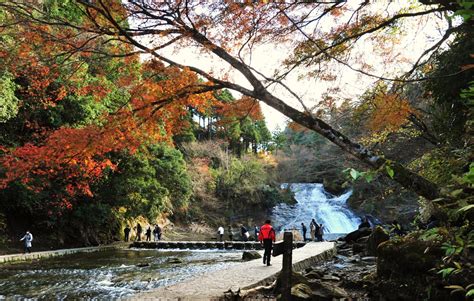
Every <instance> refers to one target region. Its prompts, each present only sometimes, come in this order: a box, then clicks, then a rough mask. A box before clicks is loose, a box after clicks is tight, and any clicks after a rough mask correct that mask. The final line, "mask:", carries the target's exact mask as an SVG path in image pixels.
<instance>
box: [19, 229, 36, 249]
mask: <svg viewBox="0 0 474 301" xmlns="http://www.w3.org/2000/svg"><path fill="white" fill-rule="evenodd" d="M23 240H24V241H25V253H31V247H32V246H31V242H32V241H33V234H31V233H30V231H29V230H28V231H26V233H25V235H24V236H23V237H22V238H21V239H20V241H23Z"/></svg>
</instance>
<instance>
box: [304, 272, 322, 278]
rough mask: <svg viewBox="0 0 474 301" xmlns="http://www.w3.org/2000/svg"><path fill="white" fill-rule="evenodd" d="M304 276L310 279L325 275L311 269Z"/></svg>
mask: <svg viewBox="0 0 474 301" xmlns="http://www.w3.org/2000/svg"><path fill="white" fill-rule="evenodd" d="M304 276H305V277H306V278H308V279H320V278H321V277H322V276H323V275H322V274H321V273H320V272H318V271H310V272H309V273H307V274H306V275H304Z"/></svg>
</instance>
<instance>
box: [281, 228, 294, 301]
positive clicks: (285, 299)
mask: <svg viewBox="0 0 474 301" xmlns="http://www.w3.org/2000/svg"><path fill="white" fill-rule="evenodd" d="M283 248H284V251H283V267H282V269H281V282H282V289H283V291H282V297H283V300H288V301H289V300H291V275H292V268H291V266H292V264H291V261H292V258H291V257H292V252H293V233H292V232H285V233H284V234H283Z"/></svg>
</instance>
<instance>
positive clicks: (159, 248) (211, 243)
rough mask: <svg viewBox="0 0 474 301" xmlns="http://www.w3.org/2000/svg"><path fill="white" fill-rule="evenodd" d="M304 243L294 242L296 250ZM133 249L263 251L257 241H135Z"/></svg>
mask: <svg viewBox="0 0 474 301" xmlns="http://www.w3.org/2000/svg"><path fill="white" fill-rule="evenodd" d="M305 244H306V243H304V242H302V241H301V242H294V243H293V247H294V248H301V247H303V246H304V245H305ZM130 247H131V248H146V249H225V250H262V249H263V247H262V245H261V244H260V243H259V242H255V241H135V242H133V243H132V244H131V245H130Z"/></svg>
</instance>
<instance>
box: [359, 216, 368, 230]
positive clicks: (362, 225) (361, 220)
mask: <svg viewBox="0 0 474 301" xmlns="http://www.w3.org/2000/svg"><path fill="white" fill-rule="evenodd" d="M362 228H370V223H369V219H368V218H367V217H364V218H363V219H361V223H360V225H359V229H362Z"/></svg>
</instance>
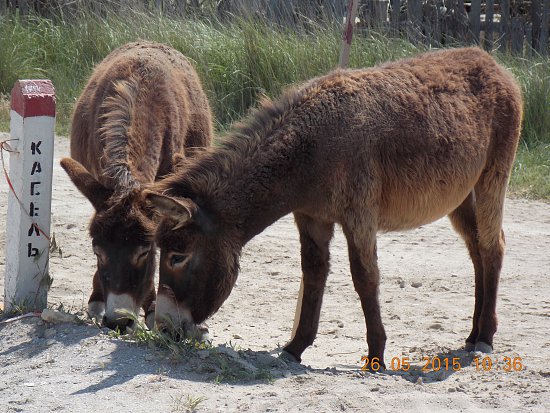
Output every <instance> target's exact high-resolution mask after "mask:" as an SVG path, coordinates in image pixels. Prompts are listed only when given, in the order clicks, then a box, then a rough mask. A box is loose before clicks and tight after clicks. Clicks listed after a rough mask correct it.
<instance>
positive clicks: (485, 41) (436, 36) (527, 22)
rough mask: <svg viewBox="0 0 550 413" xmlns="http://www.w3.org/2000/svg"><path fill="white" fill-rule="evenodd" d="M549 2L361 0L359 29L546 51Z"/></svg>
mask: <svg viewBox="0 0 550 413" xmlns="http://www.w3.org/2000/svg"><path fill="white" fill-rule="evenodd" d="M346 5H347V0H133V1H132V0H107V1H97V0H0V14H2V13H5V12H6V11H7V10H10V9H17V10H18V11H19V13H20V14H22V15H25V14H27V13H29V12H31V11H32V12H34V13H37V14H40V15H43V16H46V17H51V16H56V15H63V16H64V17H69V18H70V16H71V15H74V14H75V13H77V12H78V11H79V10H81V9H86V10H93V11H95V12H98V13H102V12H105V11H106V10H115V11H116V10H119V9H121V8H124V7H132V8H136V7H139V8H141V9H143V10H147V11H151V12H160V13H165V14H169V15H178V16H193V15H197V14H202V15H211V14H212V13H215V14H216V15H217V16H218V17H219V18H220V19H221V20H228V19H232V18H234V17H235V16H243V15H246V16H254V18H261V19H266V20H269V21H271V22H273V23H275V24H278V25H282V26H286V27H293V28H296V29H301V28H304V27H305V28H306V29H307V25H308V24H309V23H311V22H316V21H320V20H327V19H330V20H331V21H332V22H336V23H337V24H341V23H342V21H343V19H344V16H345V14H346ZM549 25H550V0H527V1H523V0H486V1H481V0H360V5H359V13H358V26H359V28H360V32H367V33H368V31H369V30H375V31H379V32H382V33H385V34H387V35H390V36H404V37H407V38H408V39H410V40H411V41H413V42H417V43H418V42H420V43H424V44H428V45H431V46H435V47H438V46H443V45H449V44H479V45H481V46H483V47H484V48H486V49H488V50H494V49H498V50H501V51H505V52H511V53H514V54H520V55H530V54H532V53H539V54H541V55H548V54H549V39H548V38H549V35H548V34H549Z"/></svg>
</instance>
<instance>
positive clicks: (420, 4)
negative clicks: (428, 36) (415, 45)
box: [407, 0, 422, 42]
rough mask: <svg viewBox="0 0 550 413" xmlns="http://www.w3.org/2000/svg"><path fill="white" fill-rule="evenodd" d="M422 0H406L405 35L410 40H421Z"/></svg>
mask: <svg viewBox="0 0 550 413" xmlns="http://www.w3.org/2000/svg"><path fill="white" fill-rule="evenodd" d="M421 22H422V1H421V0H409V1H408V2H407V23H408V24H407V36H408V38H409V40H411V41H412V42H420V41H421V40H422V26H421Z"/></svg>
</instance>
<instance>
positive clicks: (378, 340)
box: [342, 214, 386, 370]
mask: <svg viewBox="0 0 550 413" xmlns="http://www.w3.org/2000/svg"><path fill="white" fill-rule="evenodd" d="M355 218H356V220H355V221H354V222H348V223H346V224H343V225H342V228H343V230H344V234H345V236H346V240H347V243H348V253H349V261H350V267H351V276H352V279H353V286H354V287H355V291H356V292H357V294H358V295H359V299H360V300H361V307H362V308H363V314H364V316H365V323H366V327H367V344H368V346H369V355H368V362H367V364H366V366H367V367H368V368H369V369H371V370H372V369H374V365H375V363H379V364H380V365H381V366H383V367H385V364H384V348H385V346H386V332H385V331H384V326H383V324H382V317H381V315H380V304H379V302H378V287H379V284H380V273H379V271H378V257H377V253H376V224H375V223H374V222H372V218H373V215H370V214H364V215H363V216H362V217H360V218H357V217H355ZM377 359H378V360H377ZM374 370H378V369H374Z"/></svg>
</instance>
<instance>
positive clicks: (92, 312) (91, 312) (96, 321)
mask: <svg viewBox="0 0 550 413" xmlns="http://www.w3.org/2000/svg"><path fill="white" fill-rule="evenodd" d="M104 315H105V303H104V302H103V301H91V302H89V303H88V317H90V319H94V318H95V320H96V322H97V323H101V320H103V316H104Z"/></svg>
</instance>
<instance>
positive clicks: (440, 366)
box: [361, 356, 524, 373]
mask: <svg viewBox="0 0 550 413" xmlns="http://www.w3.org/2000/svg"><path fill="white" fill-rule="evenodd" d="M361 363H363V365H362V366H361V370H363V371H371V372H377V371H383V370H384V366H383V365H382V363H381V361H380V359H379V358H378V357H372V358H369V357H367V356H363V357H361ZM420 363H421V364H422V366H421V367H420V370H421V371H422V372H423V373H427V372H430V371H441V370H443V371H459V370H461V369H462V368H463V367H468V366H473V367H475V369H476V370H478V371H492V370H499V371H504V372H506V373H509V372H512V371H521V370H523V369H524V366H523V362H522V359H521V357H508V356H501V357H491V356H485V357H474V358H473V359H469V360H468V362H467V365H466V364H464V360H463V359H461V358H460V357H437V356H436V357H428V356H424V357H422V360H421V361H420ZM463 364H464V366H463ZM411 368H413V366H412V361H411V359H410V357H405V356H403V357H393V358H392V359H391V361H390V363H389V364H388V365H387V366H386V370H392V371H405V372H406V371H409V370H411Z"/></svg>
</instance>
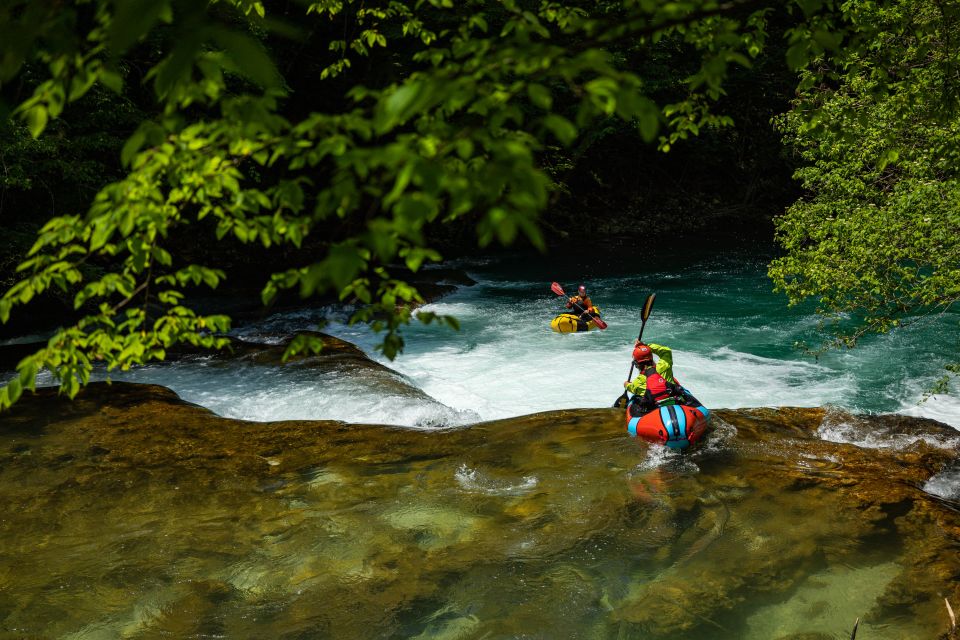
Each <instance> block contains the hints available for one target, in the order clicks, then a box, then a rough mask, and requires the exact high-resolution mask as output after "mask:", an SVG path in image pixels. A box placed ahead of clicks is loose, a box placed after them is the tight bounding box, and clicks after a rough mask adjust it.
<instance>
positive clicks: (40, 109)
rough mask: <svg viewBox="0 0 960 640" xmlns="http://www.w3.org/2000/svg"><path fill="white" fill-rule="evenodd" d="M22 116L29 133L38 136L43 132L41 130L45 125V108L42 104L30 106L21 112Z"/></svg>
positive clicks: (41, 129)
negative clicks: (40, 104) (31, 106)
mask: <svg viewBox="0 0 960 640" xmlns="http://www.w3.org/2000/svg"><path fill="white" fill-rule="evenodd" d="M23 118H24V120H26V122H27V128H28V129H29V130H30V135H32V136H33V137H34V138H39V137H40V134H41V133H43V130H44V129H46V127H47V108H46V107H45V106H43V105H37V106H35V107H31V108H30V109H28V110H27V111H26V113H24V114H23Z"/></svg>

#### To do:
Copy out, from the data above, every line holding the word "before".

#### Final answer:
Every <instance> refers to one target region. Its prompts, each present only sometimes, come in this order: a box, then clicks, then a rough mask. A box before clicks is loose, a box after clicks is tight, and any clicks after a rough mask correct that mask. The final line, "mask:", carries the target's exact mask as an SVG path in image pixels.
Output every <instance> target's exact high-resolution mask after "mask:" as an SVG path, coordinates in image pixels. Prompts are listed only when given, in the order clicks, then a box, then a rough mask. A box is loose before clicks and tight after clicks. Clicks listed after a rough mask correct it.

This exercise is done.